Entries provided:
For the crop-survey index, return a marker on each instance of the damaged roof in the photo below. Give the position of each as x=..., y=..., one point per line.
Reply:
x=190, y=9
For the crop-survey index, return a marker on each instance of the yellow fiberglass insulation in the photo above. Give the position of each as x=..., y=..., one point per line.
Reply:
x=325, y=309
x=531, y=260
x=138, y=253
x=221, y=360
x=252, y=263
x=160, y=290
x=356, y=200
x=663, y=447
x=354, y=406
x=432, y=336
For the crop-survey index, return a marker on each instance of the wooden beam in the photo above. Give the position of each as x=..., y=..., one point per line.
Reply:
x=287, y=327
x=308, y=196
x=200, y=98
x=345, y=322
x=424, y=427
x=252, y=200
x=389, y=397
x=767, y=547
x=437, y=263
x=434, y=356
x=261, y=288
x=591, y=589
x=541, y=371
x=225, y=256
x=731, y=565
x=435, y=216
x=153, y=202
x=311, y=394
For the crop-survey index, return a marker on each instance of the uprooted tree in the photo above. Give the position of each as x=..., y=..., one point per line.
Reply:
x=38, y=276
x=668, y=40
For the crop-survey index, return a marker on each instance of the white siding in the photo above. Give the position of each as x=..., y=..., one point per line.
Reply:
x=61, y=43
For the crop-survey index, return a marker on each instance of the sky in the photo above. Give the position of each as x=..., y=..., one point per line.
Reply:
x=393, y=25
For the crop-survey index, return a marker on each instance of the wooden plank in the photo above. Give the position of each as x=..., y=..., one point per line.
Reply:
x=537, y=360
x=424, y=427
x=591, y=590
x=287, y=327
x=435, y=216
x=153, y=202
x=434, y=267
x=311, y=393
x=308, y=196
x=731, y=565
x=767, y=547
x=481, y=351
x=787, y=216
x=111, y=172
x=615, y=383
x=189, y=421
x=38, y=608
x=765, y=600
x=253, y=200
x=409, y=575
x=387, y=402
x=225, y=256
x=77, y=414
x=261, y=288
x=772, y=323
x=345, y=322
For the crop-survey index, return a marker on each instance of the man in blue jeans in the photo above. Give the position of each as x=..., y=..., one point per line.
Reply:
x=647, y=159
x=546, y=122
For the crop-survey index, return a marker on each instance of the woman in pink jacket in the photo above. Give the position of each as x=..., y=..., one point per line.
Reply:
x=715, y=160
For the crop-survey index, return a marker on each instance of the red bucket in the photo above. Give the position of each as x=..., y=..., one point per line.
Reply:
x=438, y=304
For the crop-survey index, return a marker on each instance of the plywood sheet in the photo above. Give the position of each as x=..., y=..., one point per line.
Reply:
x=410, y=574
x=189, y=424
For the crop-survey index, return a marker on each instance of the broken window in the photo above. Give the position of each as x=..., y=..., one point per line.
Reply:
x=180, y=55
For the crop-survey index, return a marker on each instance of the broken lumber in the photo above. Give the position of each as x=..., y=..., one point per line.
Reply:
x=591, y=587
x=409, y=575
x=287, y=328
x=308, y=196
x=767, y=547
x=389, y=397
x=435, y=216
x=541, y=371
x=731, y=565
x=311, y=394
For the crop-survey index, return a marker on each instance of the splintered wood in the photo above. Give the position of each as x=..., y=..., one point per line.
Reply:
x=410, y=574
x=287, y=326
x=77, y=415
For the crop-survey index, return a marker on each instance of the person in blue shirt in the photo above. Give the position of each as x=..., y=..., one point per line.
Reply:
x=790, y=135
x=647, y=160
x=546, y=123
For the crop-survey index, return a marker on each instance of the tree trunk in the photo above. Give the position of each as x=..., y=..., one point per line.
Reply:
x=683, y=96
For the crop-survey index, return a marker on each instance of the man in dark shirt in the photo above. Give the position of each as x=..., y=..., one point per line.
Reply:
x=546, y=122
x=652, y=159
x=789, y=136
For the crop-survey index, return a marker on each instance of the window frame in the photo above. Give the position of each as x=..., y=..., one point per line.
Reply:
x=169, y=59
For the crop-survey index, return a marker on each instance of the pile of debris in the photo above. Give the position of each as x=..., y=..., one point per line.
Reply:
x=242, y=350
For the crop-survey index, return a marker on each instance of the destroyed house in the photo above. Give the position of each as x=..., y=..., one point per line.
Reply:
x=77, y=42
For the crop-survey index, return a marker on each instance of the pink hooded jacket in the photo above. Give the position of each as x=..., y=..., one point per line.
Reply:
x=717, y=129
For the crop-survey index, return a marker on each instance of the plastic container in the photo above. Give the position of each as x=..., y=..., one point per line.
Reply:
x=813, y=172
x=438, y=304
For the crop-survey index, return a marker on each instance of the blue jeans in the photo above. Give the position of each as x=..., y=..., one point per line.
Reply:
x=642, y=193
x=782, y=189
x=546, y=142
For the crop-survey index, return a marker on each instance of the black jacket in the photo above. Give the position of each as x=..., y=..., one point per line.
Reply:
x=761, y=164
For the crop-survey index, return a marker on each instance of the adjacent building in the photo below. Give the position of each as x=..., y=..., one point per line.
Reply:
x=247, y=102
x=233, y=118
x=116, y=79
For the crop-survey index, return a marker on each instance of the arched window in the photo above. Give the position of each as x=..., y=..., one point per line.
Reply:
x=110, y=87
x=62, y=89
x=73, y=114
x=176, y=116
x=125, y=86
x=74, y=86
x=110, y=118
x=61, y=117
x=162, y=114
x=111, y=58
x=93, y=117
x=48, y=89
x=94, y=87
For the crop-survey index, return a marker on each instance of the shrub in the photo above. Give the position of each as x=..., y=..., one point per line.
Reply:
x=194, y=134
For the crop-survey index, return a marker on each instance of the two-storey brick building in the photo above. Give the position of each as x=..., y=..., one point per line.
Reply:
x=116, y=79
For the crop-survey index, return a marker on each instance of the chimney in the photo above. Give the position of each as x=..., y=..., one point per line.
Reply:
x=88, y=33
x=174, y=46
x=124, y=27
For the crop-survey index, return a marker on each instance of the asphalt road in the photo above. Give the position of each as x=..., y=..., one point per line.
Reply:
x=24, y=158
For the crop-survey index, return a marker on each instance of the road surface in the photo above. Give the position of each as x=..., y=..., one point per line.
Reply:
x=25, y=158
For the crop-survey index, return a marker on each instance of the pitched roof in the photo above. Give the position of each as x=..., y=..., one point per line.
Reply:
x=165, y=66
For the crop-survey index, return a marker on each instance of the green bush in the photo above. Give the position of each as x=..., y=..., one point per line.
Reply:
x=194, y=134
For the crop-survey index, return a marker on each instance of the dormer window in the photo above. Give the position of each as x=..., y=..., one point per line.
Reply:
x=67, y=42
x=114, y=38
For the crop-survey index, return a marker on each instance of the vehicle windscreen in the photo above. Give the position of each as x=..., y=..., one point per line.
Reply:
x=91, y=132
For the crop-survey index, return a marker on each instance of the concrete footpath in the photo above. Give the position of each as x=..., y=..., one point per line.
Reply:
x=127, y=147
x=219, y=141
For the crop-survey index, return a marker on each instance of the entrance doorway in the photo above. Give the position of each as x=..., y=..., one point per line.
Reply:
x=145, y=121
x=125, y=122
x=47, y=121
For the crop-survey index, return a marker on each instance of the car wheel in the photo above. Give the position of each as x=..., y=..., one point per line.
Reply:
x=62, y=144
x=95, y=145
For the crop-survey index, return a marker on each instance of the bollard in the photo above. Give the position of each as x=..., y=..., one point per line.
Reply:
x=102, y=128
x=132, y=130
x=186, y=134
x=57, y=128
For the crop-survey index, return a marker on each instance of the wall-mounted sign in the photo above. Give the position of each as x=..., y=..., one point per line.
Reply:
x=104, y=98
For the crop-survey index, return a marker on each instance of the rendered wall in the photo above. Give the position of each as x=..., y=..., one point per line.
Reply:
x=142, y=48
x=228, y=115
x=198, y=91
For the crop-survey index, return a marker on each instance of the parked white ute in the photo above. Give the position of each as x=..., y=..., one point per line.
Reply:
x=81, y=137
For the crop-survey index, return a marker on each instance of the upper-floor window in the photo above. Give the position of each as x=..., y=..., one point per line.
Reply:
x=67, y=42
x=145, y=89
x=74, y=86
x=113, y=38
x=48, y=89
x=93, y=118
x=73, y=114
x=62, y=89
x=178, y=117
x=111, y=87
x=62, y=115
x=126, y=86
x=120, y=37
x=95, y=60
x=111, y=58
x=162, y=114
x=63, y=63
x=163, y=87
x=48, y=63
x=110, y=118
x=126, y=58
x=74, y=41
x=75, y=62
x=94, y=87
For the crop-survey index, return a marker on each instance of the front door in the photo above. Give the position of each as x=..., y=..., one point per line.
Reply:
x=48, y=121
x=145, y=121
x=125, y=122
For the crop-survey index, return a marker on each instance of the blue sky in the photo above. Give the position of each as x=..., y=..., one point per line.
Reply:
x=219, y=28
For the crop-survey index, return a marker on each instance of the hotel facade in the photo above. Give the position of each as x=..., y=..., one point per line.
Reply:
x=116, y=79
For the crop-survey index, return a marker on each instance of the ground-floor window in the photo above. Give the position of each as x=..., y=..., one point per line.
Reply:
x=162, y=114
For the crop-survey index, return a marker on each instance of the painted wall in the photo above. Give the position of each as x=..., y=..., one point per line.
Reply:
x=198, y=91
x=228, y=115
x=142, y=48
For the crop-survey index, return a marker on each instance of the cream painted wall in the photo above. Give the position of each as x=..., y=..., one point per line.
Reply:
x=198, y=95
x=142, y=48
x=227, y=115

Instruction:
Transcribe the lines above, from the line with "of the vehicle" to the line with "x=104, y=98", copying both of those lines and everything between them without any change.

Response:
For the crop-survey index, return a marker on each instance of the vehicle windscreen in the photo above. Give the position of each as x=..., y=..., one point per line.
Reply:
x=91, y=132
For the crop-survey index, return a marker on each instance of the concrete footpath in the photo above. Give the position of each as x=..., y=..., one point per line.
Reply:
x=127, y=147
x=219, y=141
For the crop-survey index, return a marker on each instance of the entrance doorway in the photo above. Give the position of each as x=..., y=..., one point per line.
Reply:
x=145, y=121
x=125, y=122
x=47, y=121
For the crop-survey index, return a marker on each instance of the car wheel in the photo above. Give the position of each as x=..., y=..., one point per line.
Reply:
x=62, y=144
x=95, y=145
For the crop-survey index, return a marker on each instance of the bollard in the photo above. Give the position of each as x=..., y=..., one point per line.
Reply:
x=102, y=128
x=132, y=130
x=186, y=134
x=57, y=128
For the crop-survey index, return a marker on each instance of the wall-mounted sign in the photo above. Give the position of each as x=..., y=..., one point per line.
Reply:
x=104, y=98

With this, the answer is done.